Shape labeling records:
"""
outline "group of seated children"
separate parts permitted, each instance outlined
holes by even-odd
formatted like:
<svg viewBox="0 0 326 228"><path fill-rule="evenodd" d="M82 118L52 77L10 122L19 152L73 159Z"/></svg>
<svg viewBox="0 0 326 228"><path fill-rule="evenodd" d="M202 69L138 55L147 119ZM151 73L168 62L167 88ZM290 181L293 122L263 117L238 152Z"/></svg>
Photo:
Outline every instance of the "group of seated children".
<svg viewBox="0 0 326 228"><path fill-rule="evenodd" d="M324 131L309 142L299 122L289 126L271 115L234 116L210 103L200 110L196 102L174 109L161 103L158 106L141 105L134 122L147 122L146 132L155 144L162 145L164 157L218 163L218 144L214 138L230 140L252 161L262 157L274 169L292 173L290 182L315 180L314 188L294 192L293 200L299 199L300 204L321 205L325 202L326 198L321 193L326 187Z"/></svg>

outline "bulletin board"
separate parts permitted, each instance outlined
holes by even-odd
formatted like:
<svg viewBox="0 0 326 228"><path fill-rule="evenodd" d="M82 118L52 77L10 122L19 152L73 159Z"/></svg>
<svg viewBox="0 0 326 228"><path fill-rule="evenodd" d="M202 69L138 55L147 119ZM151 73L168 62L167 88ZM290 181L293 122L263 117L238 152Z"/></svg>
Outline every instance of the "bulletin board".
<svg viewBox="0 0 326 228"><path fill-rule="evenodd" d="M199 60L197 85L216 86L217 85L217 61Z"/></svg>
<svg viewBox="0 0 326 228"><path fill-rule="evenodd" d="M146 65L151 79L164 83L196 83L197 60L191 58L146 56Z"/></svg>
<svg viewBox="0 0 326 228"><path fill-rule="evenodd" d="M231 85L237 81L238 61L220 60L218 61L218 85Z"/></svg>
"""
PROBLEM REQUIREMENTS: Swap "separate parts permitted" for "disjoint parts allowed" throughout all of the records above and reproduce every line, changing nothing else.

SOLUTION FOR THIS PROBLEM:
outline "group of seated children"
disjoint parts allowed, each instance outlined
holes by even-odd
formatted like:
<svg viewBox="0 0 326 228"><path fill-rule="evenodd" d="M82 118L52 77L10 122L19 152L73 159Z"/></svg>
<svg viewBox="0 0 326 228"><path fill-rule="evenodd" d="M202 69L138 55L147 119ZM151 73L168 62L167 88ZM290 181L293 122L263 117L238 152Z"/></svg>
Photo:
Outline every instance of the "group of seated children".
<svg viewBox="0 0 326 228"><path fill-rule="evenodd" d="M324 131L309 142L299 122L289 126L271 115L234 116L210 103L200 110L196 102L174 109L161 103L158 106L141 105L134 122L147 122L146 132L155 144L162 145L164 157L218 163L218 144L214 138L230 140L252 161L262 157L274 169L292 173L290 182L315 180L314 188L294 192L293 200L299 199L300 204L321 205L325 202L326 198L321 193L326 187Z"/></svg>

outline "bulletin board"
disjoint parts allowed, each instance outlined
holes by even-odd
formatted like:
<svg viewBox="0 0 326 228"><path fill-rule="evenodd" d="M82 118L52 77L10 122L19 152L73 159Z"/></svg>
<svg viewBox="0 0 326 228"><path fill-rule="evenodd" d="M202 69L138 55L147 119ZM151 73L168 62L167 88ZM290 181L293 122L263 117L238 152Z"/></svg>
Outline every instance of the "bulletin board".
<svg viewBox="0 0 326 228"><path fill-rule="evenodd" d="M199 60L197 85L216 86L217 85L217 61Z"/></svg>
<svg viewBox="0 0 326 228"><path fill-rule="evenodd" d="M146 65L151 79L164 83L196 83L197 60L191 58L146 56Z"/></svg>
<svg viewBox="0 0 326 228"><path fill-rule="evenodd" d="M231 85L237 81L238 61L220 60L218 61L218 85Z"/></svg>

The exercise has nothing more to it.